Excerpts from a dataset

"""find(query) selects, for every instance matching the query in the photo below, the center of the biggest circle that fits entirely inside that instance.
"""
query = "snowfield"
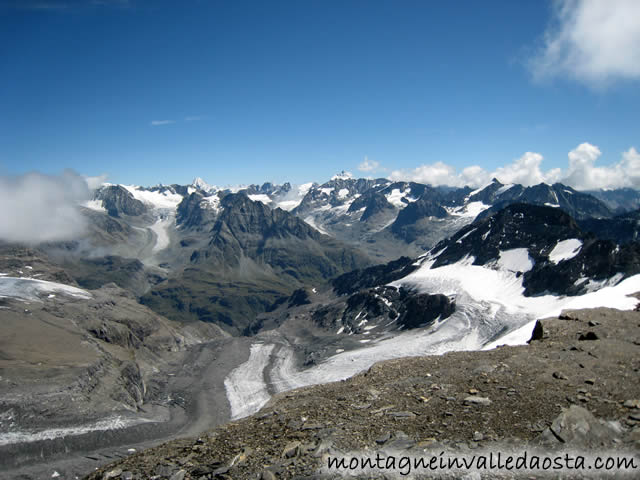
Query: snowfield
(32, 289)
(160, 200)
(245, 385)
(160, 228)
(565, 250)
(491, 310)
(113, 423)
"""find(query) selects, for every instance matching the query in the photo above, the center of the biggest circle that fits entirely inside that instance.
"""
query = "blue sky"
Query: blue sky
(247, 92)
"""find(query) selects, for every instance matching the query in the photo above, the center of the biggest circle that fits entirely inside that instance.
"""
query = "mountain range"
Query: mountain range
(269, 287)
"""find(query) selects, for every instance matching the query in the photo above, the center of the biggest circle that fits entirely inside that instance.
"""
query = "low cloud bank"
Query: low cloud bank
(581, 173)
(36, 208)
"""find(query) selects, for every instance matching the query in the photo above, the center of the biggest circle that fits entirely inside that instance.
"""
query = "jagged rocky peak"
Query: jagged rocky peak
(200, 184)
(545, 245)
(118, 201)
(518, 225)
(197, 211)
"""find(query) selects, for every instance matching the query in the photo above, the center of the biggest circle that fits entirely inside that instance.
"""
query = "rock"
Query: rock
(179, 475)
(384, 438)
(537, 333)
(115, 473)
(576, 426)
(588, 336)
(477, 401)
(292, 449)
(401, 414)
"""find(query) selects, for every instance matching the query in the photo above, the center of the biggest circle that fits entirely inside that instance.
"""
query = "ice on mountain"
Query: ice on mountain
(157, 199)
(565, 250)
(96, 205)
(261, 197)
(515, 260)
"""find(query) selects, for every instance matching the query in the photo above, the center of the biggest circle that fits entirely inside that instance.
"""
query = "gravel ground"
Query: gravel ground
(459, 401)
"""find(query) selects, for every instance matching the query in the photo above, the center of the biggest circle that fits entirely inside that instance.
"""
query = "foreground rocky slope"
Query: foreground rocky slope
(579, 370)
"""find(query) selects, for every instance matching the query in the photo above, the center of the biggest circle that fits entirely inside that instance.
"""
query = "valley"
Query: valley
(184, 307)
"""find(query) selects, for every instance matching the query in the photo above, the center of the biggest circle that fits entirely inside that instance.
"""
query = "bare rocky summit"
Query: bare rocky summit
(576, 385)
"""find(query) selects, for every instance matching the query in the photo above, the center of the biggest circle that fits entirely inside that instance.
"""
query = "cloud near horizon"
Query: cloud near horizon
(368, 165)
(592, 41)
(581, 173)
(36, 208)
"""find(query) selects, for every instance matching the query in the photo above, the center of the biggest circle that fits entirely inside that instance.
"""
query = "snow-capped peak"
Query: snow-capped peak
(343, 176)
(202, 185)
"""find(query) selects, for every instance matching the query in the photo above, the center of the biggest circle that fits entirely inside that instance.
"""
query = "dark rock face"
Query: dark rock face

=== Goal of the exercise ===
Whenever the string "face" shows up in a line of the entries, copy that line.

=== Output for this task ===
query = "dark rock face"
Query: dark rock face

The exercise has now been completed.